Pick out every line of the material below that contains the word "paraglider", and copy each of those lines. Uppercase and lowercase letters must match.

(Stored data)
══════

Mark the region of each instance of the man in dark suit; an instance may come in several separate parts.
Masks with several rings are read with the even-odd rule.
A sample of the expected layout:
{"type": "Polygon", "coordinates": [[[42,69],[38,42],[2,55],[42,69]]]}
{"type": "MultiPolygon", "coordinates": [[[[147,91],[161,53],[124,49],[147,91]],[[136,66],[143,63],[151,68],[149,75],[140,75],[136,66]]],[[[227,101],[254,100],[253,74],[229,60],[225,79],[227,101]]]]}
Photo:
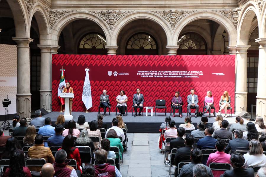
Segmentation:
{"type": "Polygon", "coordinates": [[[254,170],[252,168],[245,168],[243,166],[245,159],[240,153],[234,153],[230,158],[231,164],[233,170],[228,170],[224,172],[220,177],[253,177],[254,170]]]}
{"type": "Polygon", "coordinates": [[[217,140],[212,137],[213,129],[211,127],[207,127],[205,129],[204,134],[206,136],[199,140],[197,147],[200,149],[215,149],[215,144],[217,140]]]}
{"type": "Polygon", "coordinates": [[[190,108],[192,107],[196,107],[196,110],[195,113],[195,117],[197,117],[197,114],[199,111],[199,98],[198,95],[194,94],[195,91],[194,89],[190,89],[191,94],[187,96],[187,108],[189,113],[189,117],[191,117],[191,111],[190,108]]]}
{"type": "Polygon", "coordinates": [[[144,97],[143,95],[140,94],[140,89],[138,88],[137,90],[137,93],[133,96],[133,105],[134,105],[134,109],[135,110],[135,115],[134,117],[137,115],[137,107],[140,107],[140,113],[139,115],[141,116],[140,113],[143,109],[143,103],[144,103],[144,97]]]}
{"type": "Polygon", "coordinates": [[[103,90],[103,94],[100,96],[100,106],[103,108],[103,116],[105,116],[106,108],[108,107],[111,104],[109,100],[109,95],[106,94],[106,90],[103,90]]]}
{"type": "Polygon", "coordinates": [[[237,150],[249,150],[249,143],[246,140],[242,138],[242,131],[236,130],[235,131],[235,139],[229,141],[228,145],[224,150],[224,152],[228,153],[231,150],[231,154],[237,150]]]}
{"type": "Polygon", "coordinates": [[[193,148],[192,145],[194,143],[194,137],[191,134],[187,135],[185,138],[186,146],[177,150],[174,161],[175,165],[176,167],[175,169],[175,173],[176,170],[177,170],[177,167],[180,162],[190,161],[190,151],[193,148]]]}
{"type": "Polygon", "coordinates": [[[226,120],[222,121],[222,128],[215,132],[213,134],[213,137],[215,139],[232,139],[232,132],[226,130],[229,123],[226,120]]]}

══════

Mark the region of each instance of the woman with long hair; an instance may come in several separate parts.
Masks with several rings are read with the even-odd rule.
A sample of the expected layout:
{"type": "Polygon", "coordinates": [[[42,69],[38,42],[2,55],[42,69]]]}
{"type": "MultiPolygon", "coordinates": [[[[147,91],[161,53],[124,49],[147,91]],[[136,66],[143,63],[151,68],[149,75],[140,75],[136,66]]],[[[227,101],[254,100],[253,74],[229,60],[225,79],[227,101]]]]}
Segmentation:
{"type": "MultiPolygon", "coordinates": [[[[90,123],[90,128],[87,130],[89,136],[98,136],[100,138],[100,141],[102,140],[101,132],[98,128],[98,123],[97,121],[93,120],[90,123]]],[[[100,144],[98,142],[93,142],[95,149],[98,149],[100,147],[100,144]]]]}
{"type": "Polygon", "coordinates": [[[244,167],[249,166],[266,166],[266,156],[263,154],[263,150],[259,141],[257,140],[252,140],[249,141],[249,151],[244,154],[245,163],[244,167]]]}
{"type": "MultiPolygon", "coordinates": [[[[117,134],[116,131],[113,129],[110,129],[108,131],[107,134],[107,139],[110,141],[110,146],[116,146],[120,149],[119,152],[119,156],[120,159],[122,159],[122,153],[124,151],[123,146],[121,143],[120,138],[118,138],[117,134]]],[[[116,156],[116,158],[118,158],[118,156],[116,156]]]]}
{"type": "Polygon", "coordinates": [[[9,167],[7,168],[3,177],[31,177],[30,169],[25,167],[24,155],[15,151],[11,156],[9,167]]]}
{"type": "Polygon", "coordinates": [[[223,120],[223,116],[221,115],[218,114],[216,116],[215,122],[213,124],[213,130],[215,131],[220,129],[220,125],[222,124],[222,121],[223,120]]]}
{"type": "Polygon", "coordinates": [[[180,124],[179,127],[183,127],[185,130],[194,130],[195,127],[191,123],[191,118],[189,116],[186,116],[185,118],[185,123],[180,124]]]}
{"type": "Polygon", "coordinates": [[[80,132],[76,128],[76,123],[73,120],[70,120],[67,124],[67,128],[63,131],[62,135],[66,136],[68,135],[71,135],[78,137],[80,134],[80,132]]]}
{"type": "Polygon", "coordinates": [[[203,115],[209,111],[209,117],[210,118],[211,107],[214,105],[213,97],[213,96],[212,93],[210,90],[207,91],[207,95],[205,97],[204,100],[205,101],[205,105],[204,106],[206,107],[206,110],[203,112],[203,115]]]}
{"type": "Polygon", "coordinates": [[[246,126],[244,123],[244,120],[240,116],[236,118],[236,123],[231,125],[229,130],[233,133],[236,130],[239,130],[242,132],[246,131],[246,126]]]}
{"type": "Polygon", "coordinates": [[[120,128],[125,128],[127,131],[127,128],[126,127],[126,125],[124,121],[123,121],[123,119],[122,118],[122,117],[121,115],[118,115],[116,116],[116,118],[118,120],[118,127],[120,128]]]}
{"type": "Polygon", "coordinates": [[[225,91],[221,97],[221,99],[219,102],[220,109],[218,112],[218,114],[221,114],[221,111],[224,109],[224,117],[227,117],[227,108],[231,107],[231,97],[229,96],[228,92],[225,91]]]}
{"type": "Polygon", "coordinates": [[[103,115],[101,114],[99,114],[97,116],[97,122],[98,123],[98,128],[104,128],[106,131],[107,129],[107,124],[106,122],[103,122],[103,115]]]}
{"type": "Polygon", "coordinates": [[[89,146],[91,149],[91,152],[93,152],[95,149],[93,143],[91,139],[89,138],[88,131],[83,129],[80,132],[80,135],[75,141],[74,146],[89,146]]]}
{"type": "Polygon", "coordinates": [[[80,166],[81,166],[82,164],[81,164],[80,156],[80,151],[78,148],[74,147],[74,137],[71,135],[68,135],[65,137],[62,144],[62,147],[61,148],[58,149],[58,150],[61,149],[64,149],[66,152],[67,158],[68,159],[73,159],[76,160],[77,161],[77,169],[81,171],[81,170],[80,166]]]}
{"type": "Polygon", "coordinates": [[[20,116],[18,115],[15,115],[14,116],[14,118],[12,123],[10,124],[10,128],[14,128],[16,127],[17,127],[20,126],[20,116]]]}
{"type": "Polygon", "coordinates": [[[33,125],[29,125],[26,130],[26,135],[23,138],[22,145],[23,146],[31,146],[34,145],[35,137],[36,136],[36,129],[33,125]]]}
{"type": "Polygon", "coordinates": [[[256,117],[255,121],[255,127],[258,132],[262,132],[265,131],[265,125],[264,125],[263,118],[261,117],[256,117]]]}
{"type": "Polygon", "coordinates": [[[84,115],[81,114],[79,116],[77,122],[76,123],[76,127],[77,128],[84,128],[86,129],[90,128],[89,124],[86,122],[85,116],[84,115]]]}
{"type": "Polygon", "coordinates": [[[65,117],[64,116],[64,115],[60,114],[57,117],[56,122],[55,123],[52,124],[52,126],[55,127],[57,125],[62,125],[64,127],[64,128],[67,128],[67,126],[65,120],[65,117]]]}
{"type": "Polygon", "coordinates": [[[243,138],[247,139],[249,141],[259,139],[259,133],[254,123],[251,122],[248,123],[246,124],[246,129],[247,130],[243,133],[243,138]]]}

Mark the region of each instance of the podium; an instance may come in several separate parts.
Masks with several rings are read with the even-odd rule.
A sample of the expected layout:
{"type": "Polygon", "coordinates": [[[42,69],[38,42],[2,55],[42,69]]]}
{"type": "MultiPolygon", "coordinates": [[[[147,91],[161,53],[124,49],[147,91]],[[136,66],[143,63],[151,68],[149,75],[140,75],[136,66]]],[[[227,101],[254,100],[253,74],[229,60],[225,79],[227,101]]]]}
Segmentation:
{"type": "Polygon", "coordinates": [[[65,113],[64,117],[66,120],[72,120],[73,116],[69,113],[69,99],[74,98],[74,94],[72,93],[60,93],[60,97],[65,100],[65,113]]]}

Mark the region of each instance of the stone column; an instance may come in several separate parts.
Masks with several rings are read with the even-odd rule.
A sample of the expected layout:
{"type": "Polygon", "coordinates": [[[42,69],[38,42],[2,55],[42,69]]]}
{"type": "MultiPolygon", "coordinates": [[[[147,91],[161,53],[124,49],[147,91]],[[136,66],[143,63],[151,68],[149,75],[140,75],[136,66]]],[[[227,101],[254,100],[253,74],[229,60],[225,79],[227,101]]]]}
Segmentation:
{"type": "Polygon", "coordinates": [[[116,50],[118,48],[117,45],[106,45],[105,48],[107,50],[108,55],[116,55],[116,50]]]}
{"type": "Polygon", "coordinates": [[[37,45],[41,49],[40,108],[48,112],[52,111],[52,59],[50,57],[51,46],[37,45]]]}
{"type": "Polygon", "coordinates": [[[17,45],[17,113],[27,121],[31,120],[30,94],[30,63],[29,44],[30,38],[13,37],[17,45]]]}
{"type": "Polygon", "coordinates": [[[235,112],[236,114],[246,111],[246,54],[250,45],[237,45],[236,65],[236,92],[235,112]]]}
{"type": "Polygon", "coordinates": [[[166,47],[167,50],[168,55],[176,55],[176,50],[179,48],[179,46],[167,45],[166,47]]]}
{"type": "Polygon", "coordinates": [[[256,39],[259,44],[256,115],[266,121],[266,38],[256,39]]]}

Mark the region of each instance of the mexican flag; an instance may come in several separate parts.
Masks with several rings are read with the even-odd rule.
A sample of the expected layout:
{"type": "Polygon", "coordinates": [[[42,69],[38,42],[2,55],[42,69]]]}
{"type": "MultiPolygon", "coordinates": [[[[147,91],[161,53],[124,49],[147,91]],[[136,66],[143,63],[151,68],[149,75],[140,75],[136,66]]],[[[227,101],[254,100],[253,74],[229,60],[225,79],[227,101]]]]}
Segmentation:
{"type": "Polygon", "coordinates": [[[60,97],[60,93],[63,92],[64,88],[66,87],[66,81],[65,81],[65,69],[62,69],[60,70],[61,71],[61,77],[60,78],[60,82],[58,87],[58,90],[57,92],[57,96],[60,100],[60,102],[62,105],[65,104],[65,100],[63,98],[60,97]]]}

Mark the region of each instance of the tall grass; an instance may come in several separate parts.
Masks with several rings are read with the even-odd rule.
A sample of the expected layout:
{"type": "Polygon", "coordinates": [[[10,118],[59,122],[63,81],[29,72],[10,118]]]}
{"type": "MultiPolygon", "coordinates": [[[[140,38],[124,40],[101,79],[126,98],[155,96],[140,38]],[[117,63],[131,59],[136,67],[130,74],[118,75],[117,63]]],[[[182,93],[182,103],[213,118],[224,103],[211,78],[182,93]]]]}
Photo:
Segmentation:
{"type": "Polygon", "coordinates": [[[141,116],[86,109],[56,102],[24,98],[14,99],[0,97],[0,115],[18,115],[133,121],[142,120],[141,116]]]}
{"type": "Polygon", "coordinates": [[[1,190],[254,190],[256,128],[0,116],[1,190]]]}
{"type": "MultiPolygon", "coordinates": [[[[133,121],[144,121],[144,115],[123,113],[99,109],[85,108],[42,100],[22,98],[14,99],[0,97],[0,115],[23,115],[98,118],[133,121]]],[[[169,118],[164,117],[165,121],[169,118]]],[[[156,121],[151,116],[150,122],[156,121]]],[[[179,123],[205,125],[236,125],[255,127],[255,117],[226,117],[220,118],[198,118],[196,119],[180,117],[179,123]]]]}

══════

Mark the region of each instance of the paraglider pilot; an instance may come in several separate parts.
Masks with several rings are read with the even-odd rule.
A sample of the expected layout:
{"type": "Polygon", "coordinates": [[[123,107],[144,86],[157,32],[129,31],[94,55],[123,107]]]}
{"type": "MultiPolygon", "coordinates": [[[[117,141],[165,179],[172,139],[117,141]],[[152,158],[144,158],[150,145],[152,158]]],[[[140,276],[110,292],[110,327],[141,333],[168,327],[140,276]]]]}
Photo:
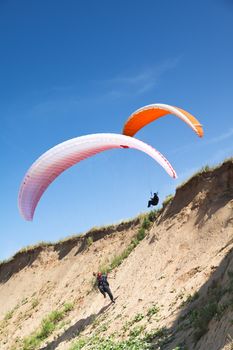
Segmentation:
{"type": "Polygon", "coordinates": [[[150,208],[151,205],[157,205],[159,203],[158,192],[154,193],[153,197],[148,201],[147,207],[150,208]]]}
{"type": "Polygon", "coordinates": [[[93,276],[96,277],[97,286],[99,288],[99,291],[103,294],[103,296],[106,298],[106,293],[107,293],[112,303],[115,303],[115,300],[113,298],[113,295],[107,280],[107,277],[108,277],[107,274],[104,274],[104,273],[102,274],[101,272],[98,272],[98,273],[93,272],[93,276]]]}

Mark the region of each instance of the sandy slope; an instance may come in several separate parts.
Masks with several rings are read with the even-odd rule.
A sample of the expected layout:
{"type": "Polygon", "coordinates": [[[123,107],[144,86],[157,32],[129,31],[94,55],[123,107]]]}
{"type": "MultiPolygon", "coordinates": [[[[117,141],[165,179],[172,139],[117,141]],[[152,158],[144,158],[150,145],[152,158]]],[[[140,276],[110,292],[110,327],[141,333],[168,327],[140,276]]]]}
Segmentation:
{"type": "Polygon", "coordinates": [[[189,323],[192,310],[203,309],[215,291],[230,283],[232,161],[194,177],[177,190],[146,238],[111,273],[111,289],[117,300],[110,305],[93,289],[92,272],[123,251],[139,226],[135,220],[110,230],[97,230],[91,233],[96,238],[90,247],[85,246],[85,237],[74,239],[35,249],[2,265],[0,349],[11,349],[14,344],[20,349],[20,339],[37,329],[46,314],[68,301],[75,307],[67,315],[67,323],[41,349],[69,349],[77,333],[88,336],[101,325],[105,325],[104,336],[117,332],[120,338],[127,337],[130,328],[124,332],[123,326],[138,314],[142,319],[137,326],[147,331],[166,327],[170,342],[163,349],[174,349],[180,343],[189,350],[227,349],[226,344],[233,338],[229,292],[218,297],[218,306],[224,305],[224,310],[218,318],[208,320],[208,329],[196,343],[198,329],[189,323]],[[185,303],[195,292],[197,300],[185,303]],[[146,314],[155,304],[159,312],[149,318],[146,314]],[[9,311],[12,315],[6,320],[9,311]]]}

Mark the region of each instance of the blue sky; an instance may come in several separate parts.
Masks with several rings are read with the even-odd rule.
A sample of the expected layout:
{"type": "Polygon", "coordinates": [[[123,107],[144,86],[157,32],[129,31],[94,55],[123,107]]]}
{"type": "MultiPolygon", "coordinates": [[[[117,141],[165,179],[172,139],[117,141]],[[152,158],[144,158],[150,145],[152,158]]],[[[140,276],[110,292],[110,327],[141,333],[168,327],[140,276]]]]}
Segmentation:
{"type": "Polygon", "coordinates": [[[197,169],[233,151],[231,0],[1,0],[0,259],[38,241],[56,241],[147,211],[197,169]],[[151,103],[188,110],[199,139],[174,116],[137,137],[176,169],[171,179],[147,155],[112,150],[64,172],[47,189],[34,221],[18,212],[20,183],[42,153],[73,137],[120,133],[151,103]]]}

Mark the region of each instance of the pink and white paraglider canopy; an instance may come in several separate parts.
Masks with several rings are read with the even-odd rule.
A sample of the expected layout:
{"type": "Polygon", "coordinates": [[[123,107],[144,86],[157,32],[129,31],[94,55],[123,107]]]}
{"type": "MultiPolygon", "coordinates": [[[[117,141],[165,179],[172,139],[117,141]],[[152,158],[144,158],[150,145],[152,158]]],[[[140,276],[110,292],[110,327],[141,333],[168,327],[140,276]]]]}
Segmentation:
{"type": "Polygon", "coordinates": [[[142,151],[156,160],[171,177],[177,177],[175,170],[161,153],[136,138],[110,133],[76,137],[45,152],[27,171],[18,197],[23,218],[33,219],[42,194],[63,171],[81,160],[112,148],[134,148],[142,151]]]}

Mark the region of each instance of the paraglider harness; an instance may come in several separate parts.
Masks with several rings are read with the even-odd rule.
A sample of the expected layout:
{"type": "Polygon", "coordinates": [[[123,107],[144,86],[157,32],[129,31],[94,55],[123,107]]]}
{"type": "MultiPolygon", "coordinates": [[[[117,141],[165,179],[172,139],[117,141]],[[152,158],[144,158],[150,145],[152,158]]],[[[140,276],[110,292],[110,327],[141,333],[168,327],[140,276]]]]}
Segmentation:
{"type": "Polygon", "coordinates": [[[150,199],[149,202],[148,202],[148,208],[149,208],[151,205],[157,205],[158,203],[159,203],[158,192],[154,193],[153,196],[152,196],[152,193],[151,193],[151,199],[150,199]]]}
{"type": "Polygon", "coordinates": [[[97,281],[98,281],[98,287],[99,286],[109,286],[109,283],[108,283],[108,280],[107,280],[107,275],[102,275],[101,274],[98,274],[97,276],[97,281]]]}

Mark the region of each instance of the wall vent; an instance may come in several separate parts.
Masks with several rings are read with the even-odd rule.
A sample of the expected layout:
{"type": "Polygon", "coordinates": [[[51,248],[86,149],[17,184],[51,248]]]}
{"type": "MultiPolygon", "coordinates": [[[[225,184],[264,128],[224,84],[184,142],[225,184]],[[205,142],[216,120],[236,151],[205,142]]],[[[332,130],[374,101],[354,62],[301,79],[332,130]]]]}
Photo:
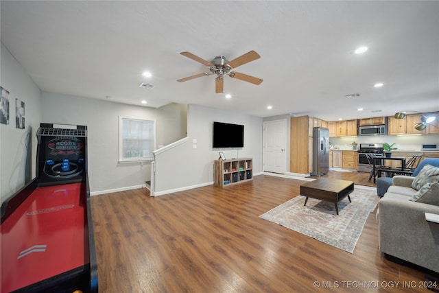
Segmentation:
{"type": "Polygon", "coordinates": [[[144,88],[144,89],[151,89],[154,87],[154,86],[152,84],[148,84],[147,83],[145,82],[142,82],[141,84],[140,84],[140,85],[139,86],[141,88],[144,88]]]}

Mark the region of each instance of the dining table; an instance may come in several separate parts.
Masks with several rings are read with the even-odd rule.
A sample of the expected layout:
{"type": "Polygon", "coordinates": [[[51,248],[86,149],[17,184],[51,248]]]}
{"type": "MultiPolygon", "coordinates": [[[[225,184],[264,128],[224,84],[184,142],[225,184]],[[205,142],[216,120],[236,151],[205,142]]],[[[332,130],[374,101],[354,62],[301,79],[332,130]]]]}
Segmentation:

══════

### RESPONSE TO THIS EXERCISE
Mark the region of each instance of the paraglider pilot; an instance may come in several separate parts.
Mark the region of each instance of the pink and white paraglider canopy; an instance may come in several separate parts.
Mark the region of each instance of the paraglider harness; an instance may come in several separate parts.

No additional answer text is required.